**Dataset:**
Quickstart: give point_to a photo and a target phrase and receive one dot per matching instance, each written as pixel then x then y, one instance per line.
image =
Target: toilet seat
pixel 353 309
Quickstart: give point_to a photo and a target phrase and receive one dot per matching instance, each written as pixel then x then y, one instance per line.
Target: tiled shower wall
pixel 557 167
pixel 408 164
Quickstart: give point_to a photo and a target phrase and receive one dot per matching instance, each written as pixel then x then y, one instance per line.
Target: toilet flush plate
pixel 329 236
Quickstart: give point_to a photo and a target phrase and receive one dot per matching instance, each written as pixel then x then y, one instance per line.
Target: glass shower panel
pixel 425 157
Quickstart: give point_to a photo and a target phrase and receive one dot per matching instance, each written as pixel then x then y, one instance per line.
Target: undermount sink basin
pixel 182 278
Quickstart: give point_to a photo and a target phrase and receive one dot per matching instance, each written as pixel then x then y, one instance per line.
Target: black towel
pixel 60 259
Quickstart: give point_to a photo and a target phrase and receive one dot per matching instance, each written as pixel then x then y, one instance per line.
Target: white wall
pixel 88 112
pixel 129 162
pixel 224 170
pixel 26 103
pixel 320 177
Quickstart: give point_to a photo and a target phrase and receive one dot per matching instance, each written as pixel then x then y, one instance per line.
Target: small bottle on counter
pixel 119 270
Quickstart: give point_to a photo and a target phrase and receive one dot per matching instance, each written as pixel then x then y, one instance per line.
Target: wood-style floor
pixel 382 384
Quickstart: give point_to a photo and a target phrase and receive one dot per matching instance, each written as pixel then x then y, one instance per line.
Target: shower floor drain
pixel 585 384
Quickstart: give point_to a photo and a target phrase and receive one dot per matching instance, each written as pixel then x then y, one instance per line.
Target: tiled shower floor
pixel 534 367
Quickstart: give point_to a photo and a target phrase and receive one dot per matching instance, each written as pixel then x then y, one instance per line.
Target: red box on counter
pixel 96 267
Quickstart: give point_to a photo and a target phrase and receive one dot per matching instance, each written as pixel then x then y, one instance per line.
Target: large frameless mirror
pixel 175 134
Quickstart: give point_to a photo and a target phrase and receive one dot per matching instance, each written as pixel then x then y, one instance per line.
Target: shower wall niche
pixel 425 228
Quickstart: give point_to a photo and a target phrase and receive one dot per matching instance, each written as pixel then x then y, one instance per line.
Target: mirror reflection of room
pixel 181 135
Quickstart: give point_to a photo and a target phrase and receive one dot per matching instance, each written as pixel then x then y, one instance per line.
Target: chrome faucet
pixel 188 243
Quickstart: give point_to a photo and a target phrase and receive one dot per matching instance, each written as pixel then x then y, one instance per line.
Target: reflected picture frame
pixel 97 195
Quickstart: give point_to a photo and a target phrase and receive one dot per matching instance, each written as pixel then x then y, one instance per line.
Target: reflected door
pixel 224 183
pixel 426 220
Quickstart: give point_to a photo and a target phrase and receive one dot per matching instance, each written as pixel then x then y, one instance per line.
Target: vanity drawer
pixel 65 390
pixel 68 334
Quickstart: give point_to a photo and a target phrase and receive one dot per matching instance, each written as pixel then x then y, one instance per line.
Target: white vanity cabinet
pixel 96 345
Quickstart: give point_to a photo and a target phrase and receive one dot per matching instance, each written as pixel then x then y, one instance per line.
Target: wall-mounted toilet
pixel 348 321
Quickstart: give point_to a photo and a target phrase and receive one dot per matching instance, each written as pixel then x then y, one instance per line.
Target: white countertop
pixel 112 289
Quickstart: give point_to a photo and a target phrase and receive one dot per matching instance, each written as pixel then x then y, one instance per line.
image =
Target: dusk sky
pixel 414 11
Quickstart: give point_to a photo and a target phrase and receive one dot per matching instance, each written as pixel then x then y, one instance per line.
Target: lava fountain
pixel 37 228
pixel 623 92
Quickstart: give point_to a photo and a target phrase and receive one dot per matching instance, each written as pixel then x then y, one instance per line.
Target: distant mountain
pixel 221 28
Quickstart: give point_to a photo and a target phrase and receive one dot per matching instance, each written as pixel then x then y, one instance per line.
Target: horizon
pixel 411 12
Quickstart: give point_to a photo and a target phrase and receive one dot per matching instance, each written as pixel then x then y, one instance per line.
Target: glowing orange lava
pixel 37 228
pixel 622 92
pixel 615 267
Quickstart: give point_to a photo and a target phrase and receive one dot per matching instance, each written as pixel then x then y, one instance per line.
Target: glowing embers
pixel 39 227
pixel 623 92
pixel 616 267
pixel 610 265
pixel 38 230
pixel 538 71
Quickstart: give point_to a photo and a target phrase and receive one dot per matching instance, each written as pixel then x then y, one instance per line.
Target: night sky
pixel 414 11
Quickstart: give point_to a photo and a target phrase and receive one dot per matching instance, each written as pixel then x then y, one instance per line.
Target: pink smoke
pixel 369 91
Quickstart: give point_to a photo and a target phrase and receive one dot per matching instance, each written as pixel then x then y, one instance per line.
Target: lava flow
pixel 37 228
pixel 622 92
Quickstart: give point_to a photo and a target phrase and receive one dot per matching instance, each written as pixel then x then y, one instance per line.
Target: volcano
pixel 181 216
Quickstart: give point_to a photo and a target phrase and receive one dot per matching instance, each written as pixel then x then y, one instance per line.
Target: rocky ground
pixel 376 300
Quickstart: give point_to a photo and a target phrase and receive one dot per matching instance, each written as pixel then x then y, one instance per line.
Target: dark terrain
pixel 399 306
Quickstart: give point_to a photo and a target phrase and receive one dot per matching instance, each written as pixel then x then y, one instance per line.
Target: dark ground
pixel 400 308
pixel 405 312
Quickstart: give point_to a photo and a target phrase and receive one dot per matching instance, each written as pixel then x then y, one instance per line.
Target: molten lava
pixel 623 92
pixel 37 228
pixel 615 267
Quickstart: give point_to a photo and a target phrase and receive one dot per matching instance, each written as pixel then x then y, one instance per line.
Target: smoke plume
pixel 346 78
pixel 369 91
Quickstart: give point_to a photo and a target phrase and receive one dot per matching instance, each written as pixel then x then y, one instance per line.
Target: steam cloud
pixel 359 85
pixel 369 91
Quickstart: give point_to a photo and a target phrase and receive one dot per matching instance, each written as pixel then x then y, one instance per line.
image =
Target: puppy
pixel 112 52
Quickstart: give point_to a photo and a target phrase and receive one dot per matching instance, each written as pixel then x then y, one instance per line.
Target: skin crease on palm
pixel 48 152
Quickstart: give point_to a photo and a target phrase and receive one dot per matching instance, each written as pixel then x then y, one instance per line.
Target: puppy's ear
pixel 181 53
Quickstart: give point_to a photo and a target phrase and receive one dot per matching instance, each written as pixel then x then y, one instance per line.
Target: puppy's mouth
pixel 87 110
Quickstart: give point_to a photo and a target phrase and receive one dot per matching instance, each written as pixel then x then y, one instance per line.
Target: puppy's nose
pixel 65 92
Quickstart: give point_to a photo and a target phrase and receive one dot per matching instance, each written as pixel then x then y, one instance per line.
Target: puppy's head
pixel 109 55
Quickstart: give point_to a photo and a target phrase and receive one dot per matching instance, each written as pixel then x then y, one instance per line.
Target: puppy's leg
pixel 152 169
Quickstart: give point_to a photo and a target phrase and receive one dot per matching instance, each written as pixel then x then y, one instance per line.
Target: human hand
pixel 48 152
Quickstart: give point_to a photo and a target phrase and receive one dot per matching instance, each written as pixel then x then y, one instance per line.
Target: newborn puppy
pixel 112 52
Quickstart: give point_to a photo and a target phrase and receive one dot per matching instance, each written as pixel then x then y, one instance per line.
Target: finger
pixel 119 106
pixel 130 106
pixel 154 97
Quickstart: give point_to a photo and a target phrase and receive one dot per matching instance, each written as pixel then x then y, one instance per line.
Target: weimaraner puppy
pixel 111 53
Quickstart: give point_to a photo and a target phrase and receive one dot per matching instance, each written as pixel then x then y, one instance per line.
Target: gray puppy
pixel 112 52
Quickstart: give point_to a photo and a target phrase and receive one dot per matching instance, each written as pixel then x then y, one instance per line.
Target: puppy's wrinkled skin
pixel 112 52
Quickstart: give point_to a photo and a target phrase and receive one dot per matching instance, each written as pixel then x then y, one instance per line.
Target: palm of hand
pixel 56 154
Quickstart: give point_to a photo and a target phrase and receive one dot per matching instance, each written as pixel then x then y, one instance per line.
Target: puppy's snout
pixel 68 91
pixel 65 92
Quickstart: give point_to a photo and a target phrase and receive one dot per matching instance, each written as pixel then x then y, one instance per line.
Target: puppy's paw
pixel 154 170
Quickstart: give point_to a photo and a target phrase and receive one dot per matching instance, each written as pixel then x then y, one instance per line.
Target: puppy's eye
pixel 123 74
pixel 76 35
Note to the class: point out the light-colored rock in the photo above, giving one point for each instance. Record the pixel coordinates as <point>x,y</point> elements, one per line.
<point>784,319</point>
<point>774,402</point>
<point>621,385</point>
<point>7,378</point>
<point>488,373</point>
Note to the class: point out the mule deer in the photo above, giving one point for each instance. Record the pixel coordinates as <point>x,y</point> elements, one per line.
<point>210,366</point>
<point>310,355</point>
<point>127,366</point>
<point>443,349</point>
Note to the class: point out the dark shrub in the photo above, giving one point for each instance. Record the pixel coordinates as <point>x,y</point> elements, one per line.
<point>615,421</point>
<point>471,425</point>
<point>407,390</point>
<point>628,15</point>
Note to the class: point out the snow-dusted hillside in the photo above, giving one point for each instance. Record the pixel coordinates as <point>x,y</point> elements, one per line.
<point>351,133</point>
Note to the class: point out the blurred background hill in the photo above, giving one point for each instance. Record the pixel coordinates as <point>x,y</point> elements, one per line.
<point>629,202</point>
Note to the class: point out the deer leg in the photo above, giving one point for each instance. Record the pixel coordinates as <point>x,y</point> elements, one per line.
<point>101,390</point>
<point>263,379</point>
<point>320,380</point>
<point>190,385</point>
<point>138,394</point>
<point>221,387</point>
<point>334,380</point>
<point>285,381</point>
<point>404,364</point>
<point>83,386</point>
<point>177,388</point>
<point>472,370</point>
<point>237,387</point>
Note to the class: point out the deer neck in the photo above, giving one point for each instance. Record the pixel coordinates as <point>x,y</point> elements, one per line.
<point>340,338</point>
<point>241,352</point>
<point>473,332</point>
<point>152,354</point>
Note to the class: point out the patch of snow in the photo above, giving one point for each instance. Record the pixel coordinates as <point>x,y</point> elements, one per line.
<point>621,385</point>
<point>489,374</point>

==

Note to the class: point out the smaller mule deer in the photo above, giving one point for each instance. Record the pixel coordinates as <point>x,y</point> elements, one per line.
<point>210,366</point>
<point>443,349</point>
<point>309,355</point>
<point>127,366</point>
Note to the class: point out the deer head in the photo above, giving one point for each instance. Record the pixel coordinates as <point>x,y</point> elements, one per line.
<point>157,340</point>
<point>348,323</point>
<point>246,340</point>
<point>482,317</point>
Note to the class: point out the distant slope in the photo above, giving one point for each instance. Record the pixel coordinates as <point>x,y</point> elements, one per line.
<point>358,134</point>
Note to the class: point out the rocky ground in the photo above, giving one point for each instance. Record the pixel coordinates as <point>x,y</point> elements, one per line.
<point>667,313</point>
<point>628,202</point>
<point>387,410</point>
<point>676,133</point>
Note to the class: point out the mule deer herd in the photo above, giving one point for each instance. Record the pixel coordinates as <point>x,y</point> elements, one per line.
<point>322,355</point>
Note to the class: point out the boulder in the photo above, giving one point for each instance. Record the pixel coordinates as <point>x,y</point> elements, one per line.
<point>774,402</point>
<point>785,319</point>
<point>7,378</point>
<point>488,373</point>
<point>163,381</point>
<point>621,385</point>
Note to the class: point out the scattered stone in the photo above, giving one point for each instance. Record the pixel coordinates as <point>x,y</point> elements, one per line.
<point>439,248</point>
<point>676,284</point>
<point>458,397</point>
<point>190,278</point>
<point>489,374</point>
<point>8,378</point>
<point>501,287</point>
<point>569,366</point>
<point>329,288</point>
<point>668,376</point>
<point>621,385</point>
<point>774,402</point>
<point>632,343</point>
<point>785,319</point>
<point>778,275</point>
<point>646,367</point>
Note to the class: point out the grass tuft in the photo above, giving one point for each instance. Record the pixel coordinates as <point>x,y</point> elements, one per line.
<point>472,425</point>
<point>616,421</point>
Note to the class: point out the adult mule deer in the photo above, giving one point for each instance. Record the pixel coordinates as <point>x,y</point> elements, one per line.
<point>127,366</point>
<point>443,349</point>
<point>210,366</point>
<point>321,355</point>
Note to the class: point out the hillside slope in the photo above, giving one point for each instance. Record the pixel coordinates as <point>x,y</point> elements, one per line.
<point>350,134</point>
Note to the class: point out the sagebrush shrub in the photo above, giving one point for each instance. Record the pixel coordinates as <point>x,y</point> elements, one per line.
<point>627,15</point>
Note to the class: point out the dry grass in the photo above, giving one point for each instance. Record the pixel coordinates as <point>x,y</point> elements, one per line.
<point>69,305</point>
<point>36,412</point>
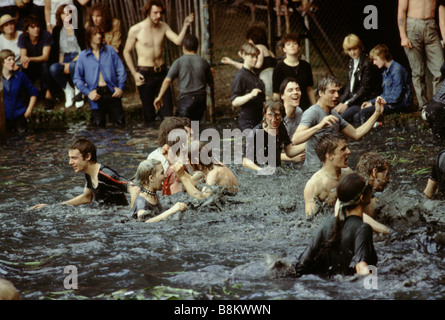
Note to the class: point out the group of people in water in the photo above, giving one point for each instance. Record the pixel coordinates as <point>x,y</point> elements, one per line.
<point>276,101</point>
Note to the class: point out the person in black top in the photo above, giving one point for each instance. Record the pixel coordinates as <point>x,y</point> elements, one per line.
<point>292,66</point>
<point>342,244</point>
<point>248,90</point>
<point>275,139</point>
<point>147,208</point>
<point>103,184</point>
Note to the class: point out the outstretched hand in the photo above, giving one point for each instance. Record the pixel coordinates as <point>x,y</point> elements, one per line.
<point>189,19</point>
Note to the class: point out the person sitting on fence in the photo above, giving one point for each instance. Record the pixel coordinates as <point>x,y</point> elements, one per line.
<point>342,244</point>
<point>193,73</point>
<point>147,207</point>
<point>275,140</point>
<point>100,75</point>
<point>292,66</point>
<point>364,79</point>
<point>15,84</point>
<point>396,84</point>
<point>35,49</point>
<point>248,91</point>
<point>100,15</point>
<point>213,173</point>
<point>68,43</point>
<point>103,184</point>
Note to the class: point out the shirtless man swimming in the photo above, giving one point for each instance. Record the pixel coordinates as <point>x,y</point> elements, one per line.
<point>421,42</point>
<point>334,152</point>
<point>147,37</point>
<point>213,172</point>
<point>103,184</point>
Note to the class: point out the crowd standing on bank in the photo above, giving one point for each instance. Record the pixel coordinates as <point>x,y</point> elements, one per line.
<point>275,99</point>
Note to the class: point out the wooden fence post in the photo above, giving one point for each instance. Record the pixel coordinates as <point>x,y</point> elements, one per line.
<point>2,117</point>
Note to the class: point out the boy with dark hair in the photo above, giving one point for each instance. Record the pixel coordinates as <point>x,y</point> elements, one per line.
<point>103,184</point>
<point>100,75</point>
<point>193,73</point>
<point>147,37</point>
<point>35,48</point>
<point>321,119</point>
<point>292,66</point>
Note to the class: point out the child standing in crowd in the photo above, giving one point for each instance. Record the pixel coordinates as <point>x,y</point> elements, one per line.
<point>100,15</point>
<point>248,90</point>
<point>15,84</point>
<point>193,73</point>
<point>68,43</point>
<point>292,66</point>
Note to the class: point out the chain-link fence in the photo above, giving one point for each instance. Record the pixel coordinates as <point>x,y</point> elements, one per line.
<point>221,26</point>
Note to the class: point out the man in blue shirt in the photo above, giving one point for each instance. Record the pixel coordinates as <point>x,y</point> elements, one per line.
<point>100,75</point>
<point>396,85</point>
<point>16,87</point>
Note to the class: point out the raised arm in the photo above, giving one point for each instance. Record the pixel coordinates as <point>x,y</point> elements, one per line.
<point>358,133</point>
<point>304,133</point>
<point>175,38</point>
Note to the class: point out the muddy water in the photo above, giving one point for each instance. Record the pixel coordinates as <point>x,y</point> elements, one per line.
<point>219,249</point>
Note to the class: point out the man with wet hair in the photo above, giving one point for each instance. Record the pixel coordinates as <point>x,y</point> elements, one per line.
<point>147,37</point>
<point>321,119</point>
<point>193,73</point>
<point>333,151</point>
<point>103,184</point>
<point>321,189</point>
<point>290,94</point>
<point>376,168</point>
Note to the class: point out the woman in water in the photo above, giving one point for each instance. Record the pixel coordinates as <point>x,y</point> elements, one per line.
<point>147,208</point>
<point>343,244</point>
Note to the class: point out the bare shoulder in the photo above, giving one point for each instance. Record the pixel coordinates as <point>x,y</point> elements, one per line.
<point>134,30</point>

--

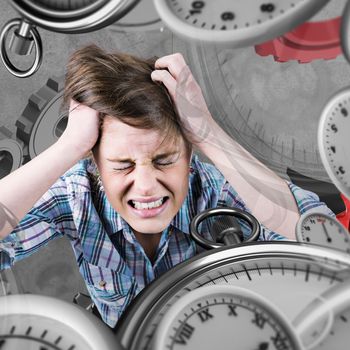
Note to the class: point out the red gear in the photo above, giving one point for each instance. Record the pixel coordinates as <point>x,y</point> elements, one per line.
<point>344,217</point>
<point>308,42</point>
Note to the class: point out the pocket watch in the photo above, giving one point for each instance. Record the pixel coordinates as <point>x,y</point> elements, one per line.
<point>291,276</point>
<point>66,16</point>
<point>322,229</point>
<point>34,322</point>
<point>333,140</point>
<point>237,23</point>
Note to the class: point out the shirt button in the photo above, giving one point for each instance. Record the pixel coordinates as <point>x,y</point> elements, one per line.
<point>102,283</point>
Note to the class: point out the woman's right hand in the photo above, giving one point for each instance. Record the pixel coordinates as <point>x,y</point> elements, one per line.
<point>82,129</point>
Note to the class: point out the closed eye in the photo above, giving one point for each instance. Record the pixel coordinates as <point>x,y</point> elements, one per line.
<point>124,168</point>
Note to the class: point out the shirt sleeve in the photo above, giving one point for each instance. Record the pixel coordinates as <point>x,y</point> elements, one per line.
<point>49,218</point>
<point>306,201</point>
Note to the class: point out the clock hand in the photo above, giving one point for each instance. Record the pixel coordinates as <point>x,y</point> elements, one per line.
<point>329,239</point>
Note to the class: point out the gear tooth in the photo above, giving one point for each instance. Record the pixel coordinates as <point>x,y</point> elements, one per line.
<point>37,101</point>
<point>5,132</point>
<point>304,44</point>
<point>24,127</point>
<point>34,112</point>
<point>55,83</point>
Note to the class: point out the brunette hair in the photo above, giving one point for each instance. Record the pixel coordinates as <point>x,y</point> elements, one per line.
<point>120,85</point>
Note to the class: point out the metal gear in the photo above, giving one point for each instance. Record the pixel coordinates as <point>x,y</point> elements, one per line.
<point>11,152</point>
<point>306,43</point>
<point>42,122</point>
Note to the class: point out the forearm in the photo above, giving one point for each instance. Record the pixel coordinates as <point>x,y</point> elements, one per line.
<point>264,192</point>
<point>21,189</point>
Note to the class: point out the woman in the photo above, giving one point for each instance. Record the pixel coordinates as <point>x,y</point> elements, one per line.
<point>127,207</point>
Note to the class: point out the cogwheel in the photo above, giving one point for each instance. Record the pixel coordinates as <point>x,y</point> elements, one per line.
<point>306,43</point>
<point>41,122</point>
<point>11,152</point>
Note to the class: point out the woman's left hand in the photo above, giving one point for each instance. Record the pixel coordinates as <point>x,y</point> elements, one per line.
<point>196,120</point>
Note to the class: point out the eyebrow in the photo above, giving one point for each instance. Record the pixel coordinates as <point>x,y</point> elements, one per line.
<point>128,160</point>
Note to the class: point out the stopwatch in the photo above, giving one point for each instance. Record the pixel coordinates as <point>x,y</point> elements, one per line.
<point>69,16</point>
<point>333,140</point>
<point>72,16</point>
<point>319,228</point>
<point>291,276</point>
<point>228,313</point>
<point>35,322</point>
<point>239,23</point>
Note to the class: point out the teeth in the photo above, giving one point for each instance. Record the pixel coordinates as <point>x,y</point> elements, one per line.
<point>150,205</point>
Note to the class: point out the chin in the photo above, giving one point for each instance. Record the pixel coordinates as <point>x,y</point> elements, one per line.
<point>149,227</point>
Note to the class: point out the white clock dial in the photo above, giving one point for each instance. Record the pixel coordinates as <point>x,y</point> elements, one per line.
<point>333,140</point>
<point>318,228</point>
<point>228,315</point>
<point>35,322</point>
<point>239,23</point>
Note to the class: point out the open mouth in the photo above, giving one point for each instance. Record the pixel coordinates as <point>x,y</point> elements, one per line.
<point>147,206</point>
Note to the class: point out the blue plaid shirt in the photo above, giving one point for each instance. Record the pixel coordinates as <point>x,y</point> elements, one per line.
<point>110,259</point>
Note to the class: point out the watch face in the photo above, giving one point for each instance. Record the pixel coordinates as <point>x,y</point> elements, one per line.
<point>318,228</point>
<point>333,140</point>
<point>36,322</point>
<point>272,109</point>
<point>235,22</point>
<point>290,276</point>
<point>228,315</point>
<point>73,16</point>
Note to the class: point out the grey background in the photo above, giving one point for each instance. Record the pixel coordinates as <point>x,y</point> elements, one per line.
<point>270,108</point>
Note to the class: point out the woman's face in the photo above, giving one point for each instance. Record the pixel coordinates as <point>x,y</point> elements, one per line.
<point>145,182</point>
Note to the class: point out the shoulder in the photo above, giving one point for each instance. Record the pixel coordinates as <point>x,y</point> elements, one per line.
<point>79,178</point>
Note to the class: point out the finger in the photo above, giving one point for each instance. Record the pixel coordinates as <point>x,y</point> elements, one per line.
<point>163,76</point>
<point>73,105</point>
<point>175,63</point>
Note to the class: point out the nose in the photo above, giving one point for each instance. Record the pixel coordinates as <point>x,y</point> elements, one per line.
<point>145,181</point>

**Your goal:** Format the records between the lines holding "Note to the class: point out the sagebrush" and "<point>36,412</point>", inclusive, as a JSON list of strings, one string per line, leaving out any blank lines.

**Output of the task:**
[
  "Note to the class: point out the sagebrush shrub in the photo above, giving one point for each instance. Record the pixel coordinates as <point>x,y</point> elements, one per line.",
  "<point>627,15</point>",
  "Note to the class: point out the dry grass in the photo above, giving one point for each instance. Record the pixel coordinates as <point>x,y</point> elements, one per line.",
  "<point>69,305</point>",
  "<point>36,412</point>"
]